### Exercise aim
The response must be made up of the lines in the entries below that contain "brick".

### Entries taken from a collection
------------------------------------------------
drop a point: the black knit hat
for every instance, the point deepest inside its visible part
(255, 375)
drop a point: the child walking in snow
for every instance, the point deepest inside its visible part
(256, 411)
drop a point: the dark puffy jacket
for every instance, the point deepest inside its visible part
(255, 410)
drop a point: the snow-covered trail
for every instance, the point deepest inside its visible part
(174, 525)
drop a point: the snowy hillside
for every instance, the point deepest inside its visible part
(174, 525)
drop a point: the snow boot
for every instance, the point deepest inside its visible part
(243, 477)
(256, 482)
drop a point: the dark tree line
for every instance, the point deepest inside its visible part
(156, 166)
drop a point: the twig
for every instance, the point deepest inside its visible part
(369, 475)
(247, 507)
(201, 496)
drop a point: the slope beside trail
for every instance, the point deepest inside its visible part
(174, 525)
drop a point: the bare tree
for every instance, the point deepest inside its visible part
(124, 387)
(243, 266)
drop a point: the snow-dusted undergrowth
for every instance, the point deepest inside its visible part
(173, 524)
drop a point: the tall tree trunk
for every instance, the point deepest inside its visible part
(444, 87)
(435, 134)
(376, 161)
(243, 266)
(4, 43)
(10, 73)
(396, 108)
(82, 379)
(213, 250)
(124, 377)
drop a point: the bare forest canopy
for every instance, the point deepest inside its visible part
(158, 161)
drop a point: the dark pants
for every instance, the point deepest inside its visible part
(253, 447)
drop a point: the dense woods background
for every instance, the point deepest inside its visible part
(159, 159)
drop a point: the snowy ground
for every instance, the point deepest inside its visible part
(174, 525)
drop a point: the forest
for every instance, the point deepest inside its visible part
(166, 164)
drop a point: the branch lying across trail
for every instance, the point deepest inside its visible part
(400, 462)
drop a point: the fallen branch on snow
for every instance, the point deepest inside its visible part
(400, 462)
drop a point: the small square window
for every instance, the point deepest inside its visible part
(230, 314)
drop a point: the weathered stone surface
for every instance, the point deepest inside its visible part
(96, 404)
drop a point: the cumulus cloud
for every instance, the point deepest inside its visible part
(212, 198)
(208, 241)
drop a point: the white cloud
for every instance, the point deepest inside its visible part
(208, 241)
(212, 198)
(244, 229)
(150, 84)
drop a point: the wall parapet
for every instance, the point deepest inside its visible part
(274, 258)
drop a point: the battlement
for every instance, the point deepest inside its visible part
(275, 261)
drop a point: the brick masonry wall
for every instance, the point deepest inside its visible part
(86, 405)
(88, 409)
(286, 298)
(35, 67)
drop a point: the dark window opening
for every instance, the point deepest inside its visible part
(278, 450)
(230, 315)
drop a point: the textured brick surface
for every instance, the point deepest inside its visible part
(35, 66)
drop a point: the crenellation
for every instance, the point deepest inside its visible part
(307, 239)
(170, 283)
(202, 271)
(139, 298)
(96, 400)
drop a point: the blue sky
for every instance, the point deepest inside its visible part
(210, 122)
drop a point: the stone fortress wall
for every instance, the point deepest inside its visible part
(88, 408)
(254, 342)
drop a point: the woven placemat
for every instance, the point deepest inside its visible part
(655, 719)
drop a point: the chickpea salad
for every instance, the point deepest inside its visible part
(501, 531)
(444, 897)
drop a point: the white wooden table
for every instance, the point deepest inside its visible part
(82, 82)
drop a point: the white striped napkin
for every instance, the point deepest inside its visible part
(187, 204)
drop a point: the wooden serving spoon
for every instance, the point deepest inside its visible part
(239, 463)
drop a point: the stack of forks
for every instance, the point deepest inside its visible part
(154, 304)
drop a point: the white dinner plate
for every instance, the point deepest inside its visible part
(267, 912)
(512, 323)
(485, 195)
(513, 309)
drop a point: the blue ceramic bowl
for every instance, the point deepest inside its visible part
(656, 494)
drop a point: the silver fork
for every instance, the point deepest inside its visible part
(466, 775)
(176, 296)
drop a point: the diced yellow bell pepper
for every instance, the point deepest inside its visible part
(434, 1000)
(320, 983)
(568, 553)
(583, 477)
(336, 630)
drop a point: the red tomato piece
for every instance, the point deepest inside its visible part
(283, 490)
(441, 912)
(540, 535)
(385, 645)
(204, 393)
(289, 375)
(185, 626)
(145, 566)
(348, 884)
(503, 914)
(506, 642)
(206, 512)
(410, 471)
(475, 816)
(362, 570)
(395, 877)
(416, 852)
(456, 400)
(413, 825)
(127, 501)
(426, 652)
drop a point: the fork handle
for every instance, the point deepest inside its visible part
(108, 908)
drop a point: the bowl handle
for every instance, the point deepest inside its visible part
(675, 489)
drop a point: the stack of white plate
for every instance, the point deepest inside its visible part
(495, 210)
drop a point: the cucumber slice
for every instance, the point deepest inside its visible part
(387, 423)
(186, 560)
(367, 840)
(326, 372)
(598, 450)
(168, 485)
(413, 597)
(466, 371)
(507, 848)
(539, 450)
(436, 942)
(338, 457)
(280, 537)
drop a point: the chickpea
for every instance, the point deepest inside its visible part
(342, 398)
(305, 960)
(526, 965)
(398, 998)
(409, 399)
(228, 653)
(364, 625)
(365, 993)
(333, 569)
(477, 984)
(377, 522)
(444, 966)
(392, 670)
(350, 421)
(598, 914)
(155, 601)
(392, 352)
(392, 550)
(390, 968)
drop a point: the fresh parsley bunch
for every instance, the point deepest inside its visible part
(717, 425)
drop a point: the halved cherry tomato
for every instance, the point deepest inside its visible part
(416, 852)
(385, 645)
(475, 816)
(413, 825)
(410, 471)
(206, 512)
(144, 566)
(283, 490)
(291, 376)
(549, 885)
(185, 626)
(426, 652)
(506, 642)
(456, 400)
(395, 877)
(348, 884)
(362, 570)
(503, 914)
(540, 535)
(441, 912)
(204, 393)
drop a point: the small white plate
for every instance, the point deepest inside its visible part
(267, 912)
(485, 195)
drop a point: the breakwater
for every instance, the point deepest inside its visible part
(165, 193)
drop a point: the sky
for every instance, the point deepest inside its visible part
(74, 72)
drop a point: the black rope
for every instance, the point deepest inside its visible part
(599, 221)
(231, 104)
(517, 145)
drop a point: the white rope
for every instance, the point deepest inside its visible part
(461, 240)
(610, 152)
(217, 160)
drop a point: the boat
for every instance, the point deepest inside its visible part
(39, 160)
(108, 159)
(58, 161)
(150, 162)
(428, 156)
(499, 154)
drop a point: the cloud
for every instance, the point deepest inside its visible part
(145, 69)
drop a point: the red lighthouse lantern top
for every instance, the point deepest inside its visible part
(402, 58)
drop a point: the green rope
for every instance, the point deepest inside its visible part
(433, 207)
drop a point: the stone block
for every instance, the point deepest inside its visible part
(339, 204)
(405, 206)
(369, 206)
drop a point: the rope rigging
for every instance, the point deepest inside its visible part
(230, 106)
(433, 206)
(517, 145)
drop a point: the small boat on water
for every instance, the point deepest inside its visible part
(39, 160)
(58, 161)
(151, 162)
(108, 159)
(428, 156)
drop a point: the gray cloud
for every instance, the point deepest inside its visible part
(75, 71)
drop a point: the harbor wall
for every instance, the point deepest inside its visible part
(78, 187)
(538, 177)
------------------------------------------------
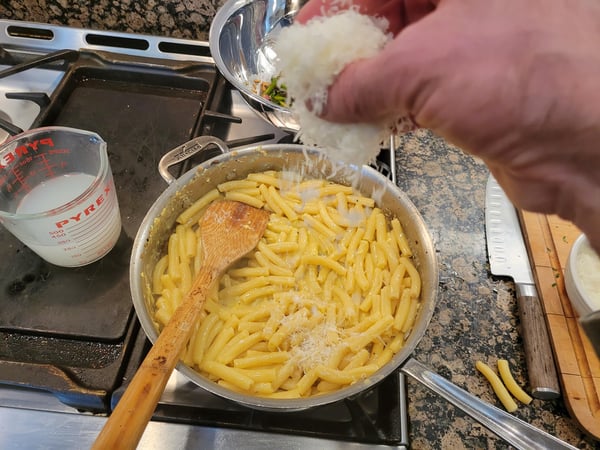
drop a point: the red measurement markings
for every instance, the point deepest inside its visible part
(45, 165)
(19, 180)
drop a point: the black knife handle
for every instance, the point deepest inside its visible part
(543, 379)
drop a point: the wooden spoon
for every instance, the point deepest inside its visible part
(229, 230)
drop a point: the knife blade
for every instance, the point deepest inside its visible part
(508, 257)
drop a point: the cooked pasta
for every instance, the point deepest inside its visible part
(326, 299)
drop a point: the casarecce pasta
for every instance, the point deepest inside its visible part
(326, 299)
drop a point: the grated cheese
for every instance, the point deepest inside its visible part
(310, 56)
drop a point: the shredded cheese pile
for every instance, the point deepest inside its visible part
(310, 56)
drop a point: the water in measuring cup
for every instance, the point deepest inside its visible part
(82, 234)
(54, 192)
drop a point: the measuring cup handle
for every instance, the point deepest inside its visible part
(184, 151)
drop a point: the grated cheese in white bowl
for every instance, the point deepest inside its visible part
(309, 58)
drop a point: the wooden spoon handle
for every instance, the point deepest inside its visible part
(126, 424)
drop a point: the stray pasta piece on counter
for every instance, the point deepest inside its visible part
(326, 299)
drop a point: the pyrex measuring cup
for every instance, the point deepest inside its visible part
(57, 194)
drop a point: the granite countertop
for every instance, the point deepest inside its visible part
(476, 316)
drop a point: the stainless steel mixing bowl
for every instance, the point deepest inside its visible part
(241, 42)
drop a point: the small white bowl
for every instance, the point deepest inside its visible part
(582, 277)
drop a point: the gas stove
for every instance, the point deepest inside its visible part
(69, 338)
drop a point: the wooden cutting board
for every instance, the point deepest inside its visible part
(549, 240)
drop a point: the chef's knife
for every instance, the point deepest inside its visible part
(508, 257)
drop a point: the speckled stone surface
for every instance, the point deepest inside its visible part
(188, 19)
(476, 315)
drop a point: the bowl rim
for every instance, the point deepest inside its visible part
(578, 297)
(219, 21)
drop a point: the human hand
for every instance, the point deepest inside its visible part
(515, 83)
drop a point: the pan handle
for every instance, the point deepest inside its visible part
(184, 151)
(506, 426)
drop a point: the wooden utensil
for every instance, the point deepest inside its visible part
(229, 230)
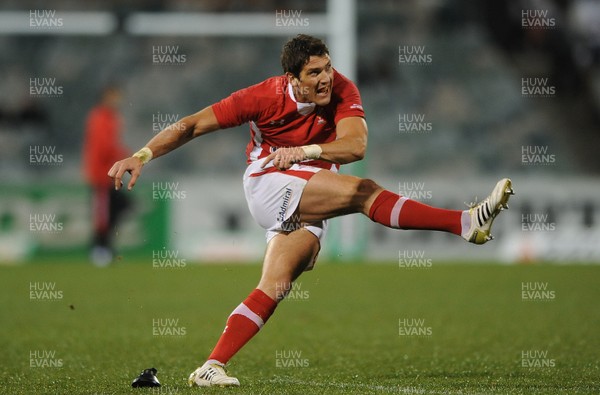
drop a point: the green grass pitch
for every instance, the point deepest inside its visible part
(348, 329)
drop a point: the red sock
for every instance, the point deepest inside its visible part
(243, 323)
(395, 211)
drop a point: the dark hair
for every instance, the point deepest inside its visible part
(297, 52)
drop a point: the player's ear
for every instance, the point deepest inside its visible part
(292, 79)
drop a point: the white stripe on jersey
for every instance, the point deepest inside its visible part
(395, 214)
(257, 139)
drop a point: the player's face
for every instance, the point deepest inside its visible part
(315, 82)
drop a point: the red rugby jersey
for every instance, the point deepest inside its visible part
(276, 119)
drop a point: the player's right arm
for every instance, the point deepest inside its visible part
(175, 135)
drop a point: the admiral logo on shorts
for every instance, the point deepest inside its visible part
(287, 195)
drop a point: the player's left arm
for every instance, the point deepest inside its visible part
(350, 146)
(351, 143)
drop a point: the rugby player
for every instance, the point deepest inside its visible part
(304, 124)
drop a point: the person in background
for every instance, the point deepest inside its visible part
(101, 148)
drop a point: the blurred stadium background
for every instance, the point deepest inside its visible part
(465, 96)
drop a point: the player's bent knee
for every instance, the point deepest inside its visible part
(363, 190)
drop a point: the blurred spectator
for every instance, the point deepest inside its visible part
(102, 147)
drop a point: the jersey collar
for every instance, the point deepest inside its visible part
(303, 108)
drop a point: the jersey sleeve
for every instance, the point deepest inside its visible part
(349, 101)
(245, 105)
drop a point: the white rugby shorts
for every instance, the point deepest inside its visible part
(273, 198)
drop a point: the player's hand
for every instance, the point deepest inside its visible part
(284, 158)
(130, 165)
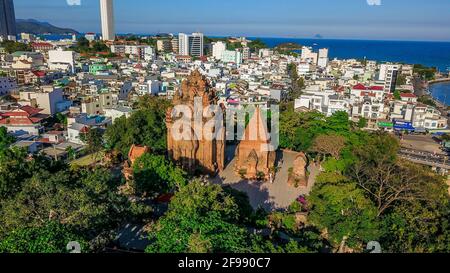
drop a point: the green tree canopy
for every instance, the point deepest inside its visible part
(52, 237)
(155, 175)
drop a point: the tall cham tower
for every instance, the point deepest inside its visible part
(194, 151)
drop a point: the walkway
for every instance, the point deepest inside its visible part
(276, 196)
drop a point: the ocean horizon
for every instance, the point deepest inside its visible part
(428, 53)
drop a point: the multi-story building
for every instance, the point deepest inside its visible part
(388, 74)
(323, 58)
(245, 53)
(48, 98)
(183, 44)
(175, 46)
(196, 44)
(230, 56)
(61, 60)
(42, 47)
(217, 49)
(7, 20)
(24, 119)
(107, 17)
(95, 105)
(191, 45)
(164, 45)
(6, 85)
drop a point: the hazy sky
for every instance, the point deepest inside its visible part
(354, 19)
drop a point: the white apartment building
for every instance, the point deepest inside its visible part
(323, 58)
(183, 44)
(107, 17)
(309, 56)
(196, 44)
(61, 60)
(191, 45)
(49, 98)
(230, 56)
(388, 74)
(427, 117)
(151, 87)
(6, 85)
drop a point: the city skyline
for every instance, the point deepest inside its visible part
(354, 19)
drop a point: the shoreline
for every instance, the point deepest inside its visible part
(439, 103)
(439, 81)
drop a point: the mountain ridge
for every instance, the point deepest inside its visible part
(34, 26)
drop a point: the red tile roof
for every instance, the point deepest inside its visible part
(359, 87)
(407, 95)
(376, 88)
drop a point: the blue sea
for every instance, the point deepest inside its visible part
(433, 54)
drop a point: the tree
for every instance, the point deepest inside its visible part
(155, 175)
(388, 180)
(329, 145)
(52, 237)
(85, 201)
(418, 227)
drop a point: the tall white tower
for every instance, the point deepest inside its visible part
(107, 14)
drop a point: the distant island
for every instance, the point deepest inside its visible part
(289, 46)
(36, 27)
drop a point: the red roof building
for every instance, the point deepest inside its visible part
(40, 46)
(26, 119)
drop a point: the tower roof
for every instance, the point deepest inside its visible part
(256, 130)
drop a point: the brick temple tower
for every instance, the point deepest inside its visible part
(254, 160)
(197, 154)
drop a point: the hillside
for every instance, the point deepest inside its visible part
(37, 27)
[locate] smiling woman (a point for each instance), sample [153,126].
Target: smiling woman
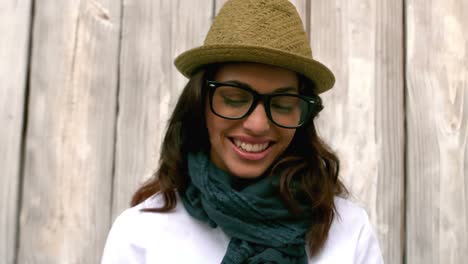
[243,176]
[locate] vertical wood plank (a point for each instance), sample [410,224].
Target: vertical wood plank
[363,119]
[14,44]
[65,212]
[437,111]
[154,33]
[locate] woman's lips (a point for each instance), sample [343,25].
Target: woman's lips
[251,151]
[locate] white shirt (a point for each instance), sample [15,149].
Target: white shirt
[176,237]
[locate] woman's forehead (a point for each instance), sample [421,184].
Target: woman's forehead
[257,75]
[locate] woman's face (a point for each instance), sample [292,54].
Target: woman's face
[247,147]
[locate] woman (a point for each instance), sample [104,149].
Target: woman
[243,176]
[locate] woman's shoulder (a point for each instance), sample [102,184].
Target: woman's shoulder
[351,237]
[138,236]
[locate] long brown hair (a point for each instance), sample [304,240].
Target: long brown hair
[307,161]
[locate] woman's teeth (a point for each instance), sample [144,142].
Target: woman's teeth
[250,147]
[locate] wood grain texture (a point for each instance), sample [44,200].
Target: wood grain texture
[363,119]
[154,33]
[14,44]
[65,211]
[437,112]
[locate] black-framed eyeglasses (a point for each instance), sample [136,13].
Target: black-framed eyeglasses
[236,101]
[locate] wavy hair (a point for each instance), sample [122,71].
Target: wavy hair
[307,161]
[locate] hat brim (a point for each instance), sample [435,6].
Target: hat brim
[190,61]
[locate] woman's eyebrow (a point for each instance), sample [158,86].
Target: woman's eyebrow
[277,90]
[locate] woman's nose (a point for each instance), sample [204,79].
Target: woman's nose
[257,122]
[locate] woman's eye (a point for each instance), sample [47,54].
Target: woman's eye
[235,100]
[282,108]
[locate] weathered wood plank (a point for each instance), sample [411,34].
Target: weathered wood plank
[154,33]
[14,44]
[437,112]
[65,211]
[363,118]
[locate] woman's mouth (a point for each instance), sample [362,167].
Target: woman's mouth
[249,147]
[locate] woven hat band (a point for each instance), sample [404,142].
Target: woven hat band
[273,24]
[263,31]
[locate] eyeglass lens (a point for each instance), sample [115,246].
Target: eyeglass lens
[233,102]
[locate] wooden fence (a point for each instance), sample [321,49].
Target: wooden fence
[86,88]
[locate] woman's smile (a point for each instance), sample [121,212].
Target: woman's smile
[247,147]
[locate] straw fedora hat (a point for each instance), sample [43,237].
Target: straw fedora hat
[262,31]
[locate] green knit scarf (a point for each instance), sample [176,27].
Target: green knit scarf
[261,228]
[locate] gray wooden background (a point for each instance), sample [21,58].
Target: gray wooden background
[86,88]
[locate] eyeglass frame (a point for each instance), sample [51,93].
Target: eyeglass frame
------------------------------------------------
### Response area
drop a point: the brick masonry wall
drop a point: the textured brick surface
drop a point: the brick temple tower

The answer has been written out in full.